Evasion techniques: Attackers can use VPNs, proxies, and cloud infrastructure to appear from different countries. GeoIP filtering will not stop determined attackers using infrastructure in allowed countries.
False positives: Legitimate users from blocked countries will be unable to access your services. Consider implementing a whitelist mechanism for known-good IPs.
Rule set size: Country IP ranges can be large (China has 8,000+ IPv4 ranges). nftables handles this efficiently with set lookups, but very large sets may impact memory usage on constrained systems.
Choosing the Right GeoIP Tool
Choose nft-geo-filter if you want the simplest possible solution — a single shell script that blocks countries with minimal setup. Ideal for homelabs and small deployments.
Choose nftables-geoip if you need nftables maps (not just sets) for more flexible rule matching, prefer db-ip.com data to avoid MaxMind licensing, and want generated ruleset files that integrate with existing nftables configurations.
Choose geoipsets if you need multi-firewall support (both iptables and nftables), want CIDR aggregation to minimize rule set size, and prefer a pip-installable package that integrates with your system’s package management.
FAQ
How accurate is GeoIP filtering?
GeoIP databases are typically 95-99% accurate at the country level. However, accuracy varies by country and changes over time as IP allocations shift. GeoIP filtering should be used as a supplementary security layer alongside proper authentication, rate limiting, and intrusion detection.
Can GeoIP filtering replace a WAF or IDS?
No. GeoIP filtering is a coarse-grained network-level control. It blocks or allows entire countries but cannot inspect application-layer traffic, detect malicious payloads, or identify compromised systems in allowed countries. Use it as part of a defense-in-depth strategy.

> Dataset section:
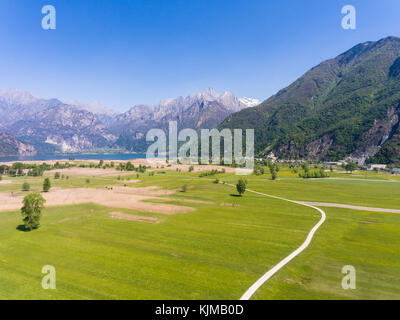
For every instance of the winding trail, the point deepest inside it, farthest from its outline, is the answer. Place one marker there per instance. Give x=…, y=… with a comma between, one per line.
x=252, y=290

> Exercise tasks:
- 1) Repeat the GeoIP filtering passage word for word, from "No. GeoIP filtering" to "a defense-in-depth strategy.".
- 2) Carry on the GeoIP filtering passage past its last sentence.

> Answers to each task:
- 1)
No. GeoIP filtering is a coarse-grained network-level control. It blocks or allows entire countries but cannot inspect application-layer traffic, detect malicious payloads, or identify compromised systems in allowed countries. Use it as part of a defense-in-depth strategy.

- 2)
How often should GeoIP rules be updated?
IP allocations change daily. For most use cases, updating weekly is sufficient. High-security environments should update daily. All three tools support automated updates via cron jobs.
What happens if the GeoIP data source is unavailable?
If the data source is down during an update, the tool should retain the previous ruleset. Always test your update process to ensure failed updates do not clear existing firewall rules. nft-geo-filter and nftables-geoip both write to temporary files before applying changes.
Does GeoIP filtering impact network performance?
nftables set lookups are O(1) hash operations with negligible performance impact. Even with thousands of IP ranges in a set, the lookup overhead is measured in nanoseconds. The primary resource usage is memory for storing the sets, typically a few megabytes per country.
Can I whitelist specific IPs within a blocked country?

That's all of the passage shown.